*GIVEN REQUEST*
Each line that follows is to be retyped exactly.

*INFORMATION SUPPLIED*

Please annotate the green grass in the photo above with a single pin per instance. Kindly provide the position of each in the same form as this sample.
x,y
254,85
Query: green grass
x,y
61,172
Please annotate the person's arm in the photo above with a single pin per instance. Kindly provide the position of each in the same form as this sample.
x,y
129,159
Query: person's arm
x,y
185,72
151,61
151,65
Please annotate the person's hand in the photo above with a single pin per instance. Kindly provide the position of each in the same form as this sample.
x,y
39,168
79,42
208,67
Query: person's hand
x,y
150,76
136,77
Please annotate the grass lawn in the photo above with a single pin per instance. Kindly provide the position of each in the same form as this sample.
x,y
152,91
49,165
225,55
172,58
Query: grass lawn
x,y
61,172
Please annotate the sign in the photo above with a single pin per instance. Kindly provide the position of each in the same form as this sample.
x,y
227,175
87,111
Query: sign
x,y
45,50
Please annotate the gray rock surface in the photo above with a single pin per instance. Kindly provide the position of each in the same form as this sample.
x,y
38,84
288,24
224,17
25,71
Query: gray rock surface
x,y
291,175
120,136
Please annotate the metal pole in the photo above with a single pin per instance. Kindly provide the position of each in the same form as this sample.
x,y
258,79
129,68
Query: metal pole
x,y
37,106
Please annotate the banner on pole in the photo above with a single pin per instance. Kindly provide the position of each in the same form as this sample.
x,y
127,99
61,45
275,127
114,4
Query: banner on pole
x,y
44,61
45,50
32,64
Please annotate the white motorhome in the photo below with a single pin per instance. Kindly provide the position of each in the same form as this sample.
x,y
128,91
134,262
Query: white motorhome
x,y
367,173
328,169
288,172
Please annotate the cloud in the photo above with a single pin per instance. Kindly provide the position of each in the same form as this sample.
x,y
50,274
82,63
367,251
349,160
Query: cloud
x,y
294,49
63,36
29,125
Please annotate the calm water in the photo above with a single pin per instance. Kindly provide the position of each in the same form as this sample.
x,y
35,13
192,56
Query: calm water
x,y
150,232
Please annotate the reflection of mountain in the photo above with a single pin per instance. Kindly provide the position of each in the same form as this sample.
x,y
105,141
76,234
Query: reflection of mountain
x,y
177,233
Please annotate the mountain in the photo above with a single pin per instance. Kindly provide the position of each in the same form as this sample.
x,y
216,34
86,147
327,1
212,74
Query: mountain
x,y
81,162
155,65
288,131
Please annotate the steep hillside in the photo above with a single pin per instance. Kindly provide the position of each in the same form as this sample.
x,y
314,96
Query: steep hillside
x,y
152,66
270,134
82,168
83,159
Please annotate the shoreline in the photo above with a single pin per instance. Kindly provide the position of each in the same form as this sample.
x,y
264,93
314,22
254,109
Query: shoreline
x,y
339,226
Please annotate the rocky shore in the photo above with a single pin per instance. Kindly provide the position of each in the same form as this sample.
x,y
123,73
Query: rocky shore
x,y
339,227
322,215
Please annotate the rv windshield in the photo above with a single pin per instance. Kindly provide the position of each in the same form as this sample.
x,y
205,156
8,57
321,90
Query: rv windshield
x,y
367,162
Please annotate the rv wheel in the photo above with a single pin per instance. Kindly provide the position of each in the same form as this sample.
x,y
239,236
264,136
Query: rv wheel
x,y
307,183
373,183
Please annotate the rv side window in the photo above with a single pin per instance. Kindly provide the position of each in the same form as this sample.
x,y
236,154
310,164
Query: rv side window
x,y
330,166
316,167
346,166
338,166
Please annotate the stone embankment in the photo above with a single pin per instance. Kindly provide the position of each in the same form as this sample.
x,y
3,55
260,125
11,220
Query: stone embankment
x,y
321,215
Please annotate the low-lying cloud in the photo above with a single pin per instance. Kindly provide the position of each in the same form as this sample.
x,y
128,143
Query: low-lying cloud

*FULL SOLUTION*
Please annotate the green grass in the photo above with a single pin per instance. Kindly provide the position of each in the same form as this sample.
x,y
254,85
Query: green grass
x,y
61,172
Please annotate the person's arm in the photo above with a single pin per instance. Kindly provide the position of each in the same form as this sample.
x,y
129,159
Query: person's arm
x,y
185,72
151,61
151,65
Please annotate the person's hand in the photo above with a single pin per instance. Kindly provide the position of each in the same form as this sample.
x,y
39,168
79,42
208,67
Query: person's hand
x,y
150,76
136,77
Please annotate the grass lawn in the photo above with a single pin per instance. Kindly provide the position of each in the same form as this sample.
x,y
152,91
49,165
225,55
172,58
Query: grass lawn
x,y
61,172
Please annotate the sign in the photo above with a single pin per instance. Kindly provide the position of each in the same form as this sample.
x,y
227,175
87,111
Query: sign
x,y
45,50
Please annotate the gray rock surface in the photo above with a single pin per instance. Kindly provide the position of each in the same form as this sample.
x,y
38,84
288,24
224,17
25,71
Query: gray rock surface
x,y
291,175
120,136
Please annotate the metal pole in the photo above with a single pin per instance. Kindly provide the position of each in the same form as this sample.
x,y
258,79
129,68
Query: metal pole
x,y
37,106
Please annotate the banner on pole in the photo above with a single pin per instance. Kindly provide the position of each in the same form as this sample.
x,y
127,99
61,45
275,127
114,4
Query: banner on pole
x,y
44,61
45,50
32,64
Please annotate the white motorhome in the photo below with a single pin per instance. Kindly provide the position of each in the same form as this sample.
x,y
128,91
134,262
Query: white motorhome
x,y
367,173
328,169
288,172
Please annotate the cloud in the photo above with a single pin per instance. Kindly provide the position of each in the same form as this sample.
x,y
50,274
82,63
367,251
349,160
Query: cloud
x,y
294,49
63,36
29,125
Please annotate the calm water in the photo above with a single pin per instance. Kindly provide the position of each in the same form as this sample.
x,y
35,13
192,56
Query: calm water
x,y
150,232
Please annotate the reflection of mountain in the photo above with a single pin per instance. Kindly provide the position of each in the same form as this sample.
x,y
105,141
76,234
Query: reflection of mountain
x,y
177,233
Please annotate the mountain in the photo above with a single pin per instance. Kindly provide the position of each in the same form as this sample.
x,y
216,34
86,147
327,1
212,74
Query: mountain
x,y
81,162
155,65
288,131
Please annotate the steep hillside in the photo above with a single pin per instance. Kindly provide the position of each in the same form as this sample.
x,y
314,96
Query: steep hillside
x,y
152,66
270,134
82,168
83,159
Please annotate the shoreline in the photo above with a single pin per instance. Kindly provide the position of each in the same form as this sample.
x,y
264,93
314,22
254,109
Query: shoreline
x,y
339,226
Please annotate the rocky shore in the photo above with a single pin per instance. Kindly provide the position of each in the same form as this sample.
x,y
123,73
Query: rocky shore
x,y
339,227
322,215
Please annotate the rv windshield in the photo above with a single pin per instance. Kindly provide the position of each in the same form as this sample.
x,y
205,156
8,57
321,90
Query: rv windshield
x,y
367,162
Please annotate the rv wheel in the photo above with a single pin per instance. Kindly provide the position of each in the same form as this sample.
x,y
239,236
264,136
Query: rv wheel
x,y
307,183
373,183
Please annotate the rv side window in the photo above with a single pin per instance. Kindly provide the position of each in the same form as this sample.
x,y
236,154
310,164
Query: rv side window
x,y
330,166
316,167
346,166
338,166
Please annotate the stone embankment in the photo above with a single pin per instance. Kindly provide the position of each in the same form as this sample.
x,y
3,55
260,125
11,220
Query: stone embankment
x,y
321,215
Please annotate the low-lying cloud in the photo above with a single pin per instance. Kindly provide the position of each in the same form as this sample.
x,y
128,143
Query: low-lying cloud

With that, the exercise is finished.